Location annotation dataset records:
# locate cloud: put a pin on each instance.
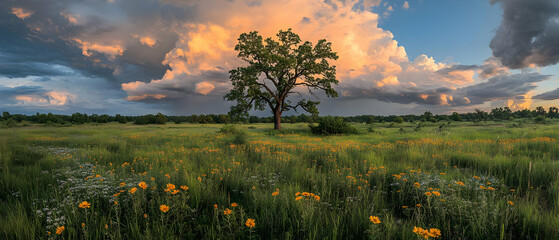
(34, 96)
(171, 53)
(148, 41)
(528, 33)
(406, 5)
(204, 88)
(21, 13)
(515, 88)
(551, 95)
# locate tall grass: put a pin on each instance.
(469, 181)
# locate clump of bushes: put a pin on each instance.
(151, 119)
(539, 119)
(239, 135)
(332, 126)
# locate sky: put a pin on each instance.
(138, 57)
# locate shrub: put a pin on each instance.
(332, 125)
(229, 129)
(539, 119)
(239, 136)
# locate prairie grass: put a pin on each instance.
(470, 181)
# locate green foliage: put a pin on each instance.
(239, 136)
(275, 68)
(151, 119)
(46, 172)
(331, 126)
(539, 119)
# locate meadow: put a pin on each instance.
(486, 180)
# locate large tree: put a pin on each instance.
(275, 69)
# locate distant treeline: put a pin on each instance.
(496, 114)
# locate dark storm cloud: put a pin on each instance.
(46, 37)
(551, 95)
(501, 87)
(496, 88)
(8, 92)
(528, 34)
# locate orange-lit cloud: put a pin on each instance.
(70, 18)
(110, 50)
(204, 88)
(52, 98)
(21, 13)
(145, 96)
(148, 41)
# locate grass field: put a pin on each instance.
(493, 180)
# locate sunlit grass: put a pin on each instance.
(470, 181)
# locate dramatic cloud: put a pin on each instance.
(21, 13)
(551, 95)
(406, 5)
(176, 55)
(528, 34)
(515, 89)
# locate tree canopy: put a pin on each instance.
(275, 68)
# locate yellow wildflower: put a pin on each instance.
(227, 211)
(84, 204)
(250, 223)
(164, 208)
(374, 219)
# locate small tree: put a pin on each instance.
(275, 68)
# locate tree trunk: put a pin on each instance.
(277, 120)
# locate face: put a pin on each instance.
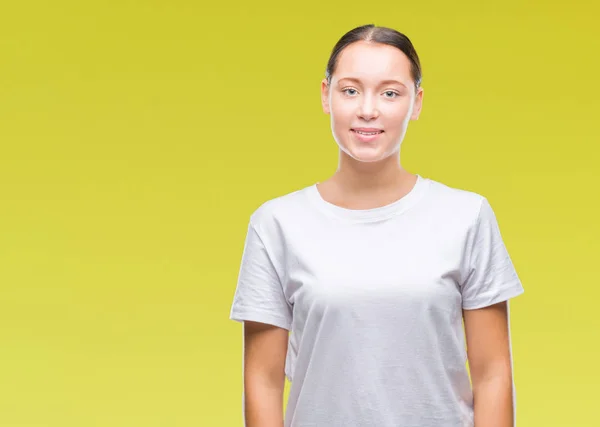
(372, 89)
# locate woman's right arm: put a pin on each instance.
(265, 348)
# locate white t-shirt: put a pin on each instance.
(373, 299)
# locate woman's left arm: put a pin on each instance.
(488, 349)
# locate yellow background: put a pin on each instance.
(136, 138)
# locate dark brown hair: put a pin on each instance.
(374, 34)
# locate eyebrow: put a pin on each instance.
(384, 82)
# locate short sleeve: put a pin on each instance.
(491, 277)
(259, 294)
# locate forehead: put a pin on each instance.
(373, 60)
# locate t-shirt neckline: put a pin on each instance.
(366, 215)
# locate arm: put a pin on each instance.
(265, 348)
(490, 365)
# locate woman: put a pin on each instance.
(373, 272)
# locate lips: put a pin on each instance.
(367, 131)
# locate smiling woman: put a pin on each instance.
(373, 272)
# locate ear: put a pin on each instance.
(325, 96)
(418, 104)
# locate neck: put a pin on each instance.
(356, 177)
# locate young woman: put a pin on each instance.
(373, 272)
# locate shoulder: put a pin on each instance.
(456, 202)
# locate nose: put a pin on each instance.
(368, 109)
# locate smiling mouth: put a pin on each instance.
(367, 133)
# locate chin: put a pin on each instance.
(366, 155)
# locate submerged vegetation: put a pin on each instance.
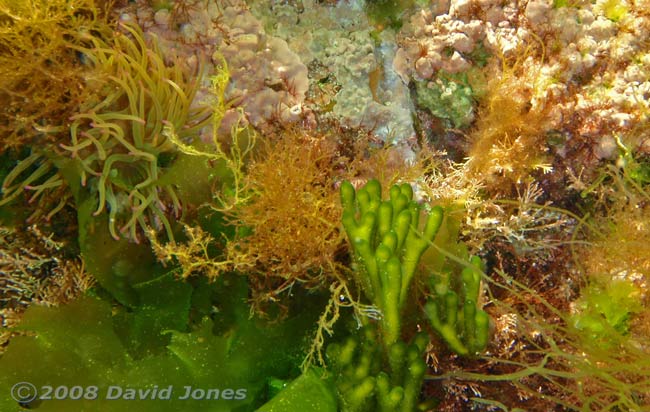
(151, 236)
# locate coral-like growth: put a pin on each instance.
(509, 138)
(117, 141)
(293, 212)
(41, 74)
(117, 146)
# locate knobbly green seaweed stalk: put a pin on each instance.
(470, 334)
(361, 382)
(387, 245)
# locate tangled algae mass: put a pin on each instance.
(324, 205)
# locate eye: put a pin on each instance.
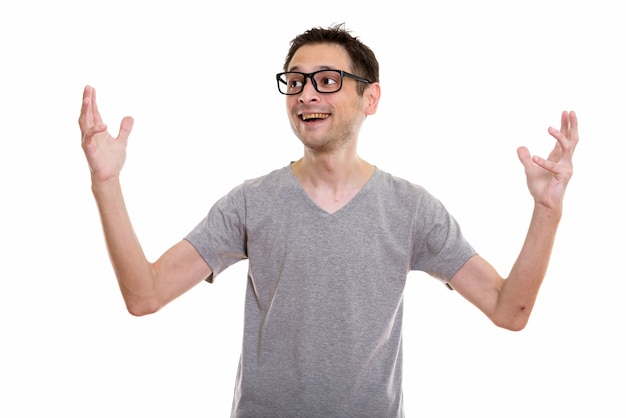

## Problem to work on
Rewrite every line of the records above as a numbered list, skipping any blank lines and leaving out the pictures.

## Result of this task
1. # locate cloud: put a pin on each instance.
2. (34, 96)
3. (171, 53)
4. (148, 41)
5. (528, 33)
6. (406, 5)
7. (204, 88)
8. (21, 13)
9. (515, 88)
10. (551, 95)
11. # locate tall grass: put a pin on each instance.
12. (469, 181)
13. # locate clump of bushes: put a pin on each instance.
14. (151, 119)
15. (539, 119)
16. (239, 135)
17. (332, 126)
18. # locate sky: put a pin on each instance.
19. (138, 57)
20. # locate shrub: put a pin on each instance.
21. (332, 125)
22. (229, 129)
23. (539, 119)
24. (239, 136)
25. # locate prairie grass: put a pin on each instance.
26. (470, 181)
27. # locate green foliage: put a pin on each instance.
28. (239, 136)
29. (275, 68)
30. (151, 119)
31. (46, 172)
32. (331, 126)
33. (539, 119)
34. # locate meadow: put a pin on each instance.
35. (486, 180)
36. # locate large tree: put a pin on each instance.
37. (275, 69)
38. # locate distant treeline: put a pin on each instance.
39. (496, 114)
40. # locate dark storm cloud: put a pin on each instance.
41. (46, 37)
42. (551, 95)
43. (501, 87)
44. (496, 88)
45. (8, 92)
46. (528, 34)
47. # locate orange-lit cloud: put a pin on each instance.
48. (70, 18)
49. (110, 50)
50. (204, 88)
51. (52, 98)
52. (21, 13)
53. (145, 96)
54. (148, 41)
55. # locate grass field: put a pin on each instance.
56. (493, 180)
57. # locate sunlit grass: put a pin on each instance.
58. (470, 181)
59. # locate dramatic cloud: put a pin on each instance.
60. (21, 13)
61. (551, 95)
62. (406, 5)
63. (176, 55)
64. (528, 34)
65. (515, 89)
66. # locate tree canopy: put a pin on each instance.
67. (275, 68)
68. # locate yellow wildflower: put a pin on each instance.
69. (227, 211)
70. (84, 204)
71. (250, 223)
72. (164, 208)
73. (374, 219)
74. # locate small tree: put a pin on each instance.
75. (275, 68)
76. # locate tree trunk: put a pin on each instance.
77. (277, 120)
78. # locate face: put a pin on each instance.
79. (372, 89)
80. # locate woman's right arm: put a pin on each instance.
81. (265, 348)
82. # locate white t-shirt: put a pin on each instance.
83. (373, 299)
84. # locate woman's left arm: put a pin on each instance.
85. (488, 349)
86. # locate yellow background: put a pin on each instance.
87. (136, 138)
88. # locate dark brown hair: put a pin on each instance.
89. (374, 34)
90. # locate eyebrow: put a pin on each instance.
91. (384, 82)
92. # locate short sleeve: put a pin on each instance.
93. (491, 277)
94. (259, 294)
95. # locate forehead: put a pin on each instance.
96. (373, 60)
97. # locate t-shirt neckline: put a pin on each instance.
98. (366, 215)
99. # locate arm: put a pin on each instance.
100. (265, 348)
101. (490, 365)
102. # locate woman: put a pin on each instance.
103. (373, 272)
104. # locate lips: put a pin on each instance.
105. (367, 131)
106. # locate smiling woman: put a pin on each instance.
107. (373, 272)
108. # locate ear: put a pin on each instance.
109. (325, 96)
110. (418, 104)
111. # locate neck: put a pin on each instance.
112. (356, 177)
113. # locate young woman: put a pin on each instance.
114. (373, 272)
115. # locate shoulder: put a pin on each instance.
116. (456, 202)
117. # locate nose: put a pin on each instance.
118. (368, 109)
119. # locate smiling mouth: put a pin on each instance.
120. (367, 133)
121. # locate chin: put a pin on each instance.
122. (366, 155)
123. # locate submerged vegetation: put a pin on each instance.
124. (151, 236)
125. # locate coral-like growth: put a pin on each instance.
126. (509, 138)
127. (117, 141)
128. (293, 212)
129. (41, 74)
130. (117, 146)
131. # locate knobbly green seaweed stalk: put a pin on each instance.
132. (470, 334)
133. (361, 382)
134. (387, 245)
135. # locate tangled algae mass: put a pin on each instance.
136. (324, 205)
137. # locate eye: put a pin on each instance.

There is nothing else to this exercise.